What you will do:
In the listing below, report every line that contains the word "face". Match case exactly.

Recorded data:
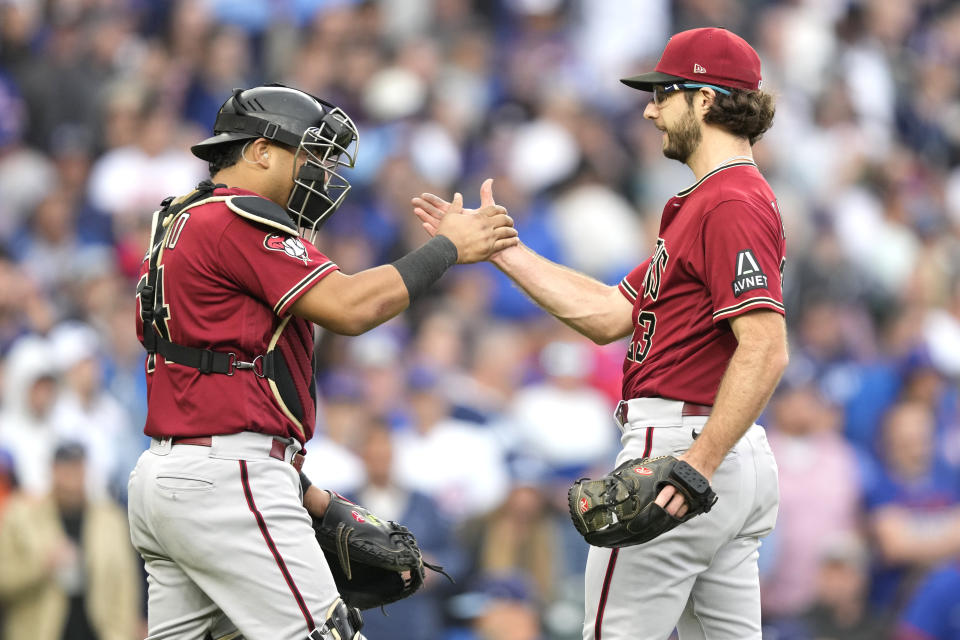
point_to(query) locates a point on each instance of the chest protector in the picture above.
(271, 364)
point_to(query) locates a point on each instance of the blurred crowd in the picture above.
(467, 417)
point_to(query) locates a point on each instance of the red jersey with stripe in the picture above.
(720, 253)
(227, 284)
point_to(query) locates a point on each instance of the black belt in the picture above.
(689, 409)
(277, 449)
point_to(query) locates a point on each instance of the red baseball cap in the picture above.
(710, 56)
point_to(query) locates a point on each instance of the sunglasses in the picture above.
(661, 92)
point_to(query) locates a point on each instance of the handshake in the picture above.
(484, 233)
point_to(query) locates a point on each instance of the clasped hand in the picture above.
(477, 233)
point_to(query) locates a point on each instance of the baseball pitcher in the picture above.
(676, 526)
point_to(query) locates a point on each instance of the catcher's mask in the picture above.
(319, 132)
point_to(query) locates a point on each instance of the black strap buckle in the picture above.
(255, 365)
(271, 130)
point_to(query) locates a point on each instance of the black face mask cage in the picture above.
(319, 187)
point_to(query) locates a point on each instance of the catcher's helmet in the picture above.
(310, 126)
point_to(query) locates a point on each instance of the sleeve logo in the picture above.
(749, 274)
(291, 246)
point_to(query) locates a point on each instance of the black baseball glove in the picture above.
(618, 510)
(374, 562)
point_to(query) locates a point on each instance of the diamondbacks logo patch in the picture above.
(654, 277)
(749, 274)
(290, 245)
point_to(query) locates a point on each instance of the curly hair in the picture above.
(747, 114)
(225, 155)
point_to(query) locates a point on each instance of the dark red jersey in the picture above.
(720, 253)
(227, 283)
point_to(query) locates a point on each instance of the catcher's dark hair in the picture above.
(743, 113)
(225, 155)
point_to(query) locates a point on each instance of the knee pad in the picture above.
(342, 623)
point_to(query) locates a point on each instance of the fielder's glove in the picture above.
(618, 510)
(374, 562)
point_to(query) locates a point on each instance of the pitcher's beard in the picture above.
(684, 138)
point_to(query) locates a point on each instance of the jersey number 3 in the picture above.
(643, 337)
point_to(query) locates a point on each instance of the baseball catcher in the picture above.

...

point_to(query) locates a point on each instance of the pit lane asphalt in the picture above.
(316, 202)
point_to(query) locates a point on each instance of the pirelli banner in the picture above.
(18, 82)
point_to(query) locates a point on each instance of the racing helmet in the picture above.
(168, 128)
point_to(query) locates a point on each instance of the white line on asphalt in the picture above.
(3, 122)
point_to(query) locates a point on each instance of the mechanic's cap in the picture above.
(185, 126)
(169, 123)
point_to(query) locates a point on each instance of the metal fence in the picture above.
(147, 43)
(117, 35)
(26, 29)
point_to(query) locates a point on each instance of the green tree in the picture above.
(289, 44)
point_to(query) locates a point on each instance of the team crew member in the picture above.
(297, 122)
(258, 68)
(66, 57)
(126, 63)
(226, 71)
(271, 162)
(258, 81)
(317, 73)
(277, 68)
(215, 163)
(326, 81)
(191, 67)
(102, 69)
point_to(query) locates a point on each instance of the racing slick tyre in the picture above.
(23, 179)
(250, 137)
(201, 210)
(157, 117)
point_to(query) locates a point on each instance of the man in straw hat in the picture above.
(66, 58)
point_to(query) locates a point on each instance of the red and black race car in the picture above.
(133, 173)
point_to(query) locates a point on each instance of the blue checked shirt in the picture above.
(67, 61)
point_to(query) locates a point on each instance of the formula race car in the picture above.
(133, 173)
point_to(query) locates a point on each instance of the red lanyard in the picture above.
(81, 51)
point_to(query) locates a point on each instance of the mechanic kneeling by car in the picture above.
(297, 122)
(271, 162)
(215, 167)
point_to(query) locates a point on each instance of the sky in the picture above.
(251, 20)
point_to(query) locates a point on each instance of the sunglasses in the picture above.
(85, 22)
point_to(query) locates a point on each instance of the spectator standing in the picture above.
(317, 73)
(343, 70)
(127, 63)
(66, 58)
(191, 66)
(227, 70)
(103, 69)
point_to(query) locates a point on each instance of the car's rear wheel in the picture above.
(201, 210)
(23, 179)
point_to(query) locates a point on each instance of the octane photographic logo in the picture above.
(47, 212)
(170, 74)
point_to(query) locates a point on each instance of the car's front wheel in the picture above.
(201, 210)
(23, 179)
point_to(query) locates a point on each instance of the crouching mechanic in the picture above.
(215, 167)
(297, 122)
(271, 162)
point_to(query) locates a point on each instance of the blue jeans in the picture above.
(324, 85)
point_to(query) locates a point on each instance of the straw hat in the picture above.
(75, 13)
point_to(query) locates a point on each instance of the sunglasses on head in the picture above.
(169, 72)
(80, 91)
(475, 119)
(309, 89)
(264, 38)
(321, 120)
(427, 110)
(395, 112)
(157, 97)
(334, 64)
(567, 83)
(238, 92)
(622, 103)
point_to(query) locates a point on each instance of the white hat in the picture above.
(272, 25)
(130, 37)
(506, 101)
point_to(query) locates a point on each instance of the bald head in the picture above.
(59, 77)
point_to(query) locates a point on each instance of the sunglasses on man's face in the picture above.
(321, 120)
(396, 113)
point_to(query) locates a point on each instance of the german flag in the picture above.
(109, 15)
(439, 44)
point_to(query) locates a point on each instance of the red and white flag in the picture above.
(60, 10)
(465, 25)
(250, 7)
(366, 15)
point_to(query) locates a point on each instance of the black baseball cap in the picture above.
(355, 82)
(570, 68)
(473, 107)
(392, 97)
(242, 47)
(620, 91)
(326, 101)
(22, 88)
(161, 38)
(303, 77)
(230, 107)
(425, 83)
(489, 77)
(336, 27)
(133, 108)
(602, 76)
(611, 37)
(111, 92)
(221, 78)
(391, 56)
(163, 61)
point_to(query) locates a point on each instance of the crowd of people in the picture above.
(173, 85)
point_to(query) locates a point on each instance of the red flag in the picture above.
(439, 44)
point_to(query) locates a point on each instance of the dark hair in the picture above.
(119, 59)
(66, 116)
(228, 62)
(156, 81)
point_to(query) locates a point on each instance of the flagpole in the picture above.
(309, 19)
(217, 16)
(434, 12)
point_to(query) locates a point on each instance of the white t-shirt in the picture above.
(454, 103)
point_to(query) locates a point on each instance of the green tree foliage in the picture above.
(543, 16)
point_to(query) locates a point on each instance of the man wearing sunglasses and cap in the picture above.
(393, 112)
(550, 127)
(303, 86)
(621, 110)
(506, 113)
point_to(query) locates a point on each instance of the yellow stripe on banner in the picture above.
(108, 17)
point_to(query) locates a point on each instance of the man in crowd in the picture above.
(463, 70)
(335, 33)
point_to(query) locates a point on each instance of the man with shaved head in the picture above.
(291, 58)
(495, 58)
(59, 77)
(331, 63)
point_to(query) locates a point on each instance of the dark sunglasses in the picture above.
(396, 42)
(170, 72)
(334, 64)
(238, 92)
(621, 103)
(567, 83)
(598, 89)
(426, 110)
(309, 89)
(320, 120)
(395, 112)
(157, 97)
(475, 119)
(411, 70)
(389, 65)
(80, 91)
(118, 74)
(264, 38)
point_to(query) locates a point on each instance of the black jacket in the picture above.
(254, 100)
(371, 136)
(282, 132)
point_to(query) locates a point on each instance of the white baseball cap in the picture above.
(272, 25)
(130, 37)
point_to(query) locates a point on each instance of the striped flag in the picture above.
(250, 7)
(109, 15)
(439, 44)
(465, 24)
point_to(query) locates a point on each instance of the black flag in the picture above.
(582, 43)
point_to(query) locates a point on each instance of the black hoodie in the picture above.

Final result:
point_to(query) locates a point on each instance of the black face mask cage in the picture above.
point_to(query) locates a point on each instance of the sunglasses on man's face in the picture above.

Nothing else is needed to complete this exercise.